§ **What you are asked to do**:
Please render the data below, from the line containing "Every instance of the tree trunk" through the end of the data, inclusive, as a Markdown table with the columns Row and Line. Leave out blank lines.

** START OF Records to process **

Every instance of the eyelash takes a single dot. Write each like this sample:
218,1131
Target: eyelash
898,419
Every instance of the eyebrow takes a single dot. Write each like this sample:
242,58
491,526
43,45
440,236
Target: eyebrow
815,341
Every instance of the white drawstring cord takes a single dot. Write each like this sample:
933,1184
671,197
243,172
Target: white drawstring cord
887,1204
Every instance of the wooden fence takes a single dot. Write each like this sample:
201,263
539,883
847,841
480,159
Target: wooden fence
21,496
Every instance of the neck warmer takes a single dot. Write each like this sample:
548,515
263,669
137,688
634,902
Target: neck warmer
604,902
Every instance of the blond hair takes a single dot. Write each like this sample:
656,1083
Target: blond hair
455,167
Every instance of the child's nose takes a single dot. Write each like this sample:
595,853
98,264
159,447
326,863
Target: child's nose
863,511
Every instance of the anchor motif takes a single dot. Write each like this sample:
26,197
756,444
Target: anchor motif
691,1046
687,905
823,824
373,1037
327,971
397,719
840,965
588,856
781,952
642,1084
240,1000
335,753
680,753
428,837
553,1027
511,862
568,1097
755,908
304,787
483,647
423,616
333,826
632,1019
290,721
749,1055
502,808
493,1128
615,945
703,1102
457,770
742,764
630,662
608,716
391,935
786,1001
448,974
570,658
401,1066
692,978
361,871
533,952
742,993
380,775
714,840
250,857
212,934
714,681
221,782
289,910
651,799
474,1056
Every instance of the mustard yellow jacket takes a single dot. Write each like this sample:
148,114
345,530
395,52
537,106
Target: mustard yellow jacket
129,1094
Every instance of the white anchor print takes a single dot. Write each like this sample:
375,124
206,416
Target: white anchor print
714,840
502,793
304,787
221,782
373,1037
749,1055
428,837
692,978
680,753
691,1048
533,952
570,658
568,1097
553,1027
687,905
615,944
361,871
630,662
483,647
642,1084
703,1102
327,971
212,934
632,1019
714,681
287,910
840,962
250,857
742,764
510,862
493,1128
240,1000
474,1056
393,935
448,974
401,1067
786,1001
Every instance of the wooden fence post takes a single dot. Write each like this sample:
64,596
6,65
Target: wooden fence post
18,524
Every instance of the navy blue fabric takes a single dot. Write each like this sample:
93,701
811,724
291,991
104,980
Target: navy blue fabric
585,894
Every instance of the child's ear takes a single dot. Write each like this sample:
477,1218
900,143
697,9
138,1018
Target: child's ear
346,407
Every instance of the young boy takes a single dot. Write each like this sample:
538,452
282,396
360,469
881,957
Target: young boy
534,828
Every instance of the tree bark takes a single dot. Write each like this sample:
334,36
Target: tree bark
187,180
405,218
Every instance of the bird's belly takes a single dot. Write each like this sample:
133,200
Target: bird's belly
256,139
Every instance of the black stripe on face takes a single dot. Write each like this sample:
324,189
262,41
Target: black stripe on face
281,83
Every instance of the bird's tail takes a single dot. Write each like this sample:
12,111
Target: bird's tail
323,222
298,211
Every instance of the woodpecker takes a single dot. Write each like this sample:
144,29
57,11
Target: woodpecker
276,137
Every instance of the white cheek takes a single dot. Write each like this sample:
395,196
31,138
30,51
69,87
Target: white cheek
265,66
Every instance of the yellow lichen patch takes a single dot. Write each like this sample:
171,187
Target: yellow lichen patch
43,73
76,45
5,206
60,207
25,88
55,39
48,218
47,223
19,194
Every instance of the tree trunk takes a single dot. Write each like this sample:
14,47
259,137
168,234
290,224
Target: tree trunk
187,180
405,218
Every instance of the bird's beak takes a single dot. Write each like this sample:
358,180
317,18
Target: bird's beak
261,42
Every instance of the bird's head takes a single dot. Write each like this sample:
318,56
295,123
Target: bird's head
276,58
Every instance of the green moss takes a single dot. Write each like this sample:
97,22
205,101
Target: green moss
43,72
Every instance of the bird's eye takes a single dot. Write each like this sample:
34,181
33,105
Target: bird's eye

** END OF Records to process **

§ **Finished exercise**:
| Row | Line |
|---|---|
| 1 | Every instance of the tree trunk takes a single dot. Write each like this sample: |
| 2 | 14,47 |
| 3 | 259,137 |
| 4 | 168,234 |
| 5 | 290,224 |
| 6 | Target: tree trunk |
| 7 | 187,180 |
| 8 | 405,218 |
| 9 | Every instance of the bird's beak takes a single dot. Write each like this sample: |
| 10 | 358,180 |
| 11 | 317,18 |
| 12 | Target: bird's beak |
| 13 | 261,42 |
| 14 | Every instance of the bird's head takes a single dot. Write each like this sample: |
| 15 | 318,56 |
| 16 | 295,123 |
| 17 | Target: bird's head |
| 18 | 276,58 |
| 19 | Every instance of the green moss takes a single dot. Write each like this sample: |
| 20 | 97,22 |
| 21 | 205,101 |
| 22 | Target: green moss |
| 23 | 43,72 |
| 24 | Every instance of the bird's eye takes a single dot. Write each like this sample: |
| 25 | 34,181 |
| 26 | 33,105 |
| 27 | Target: bird's eye |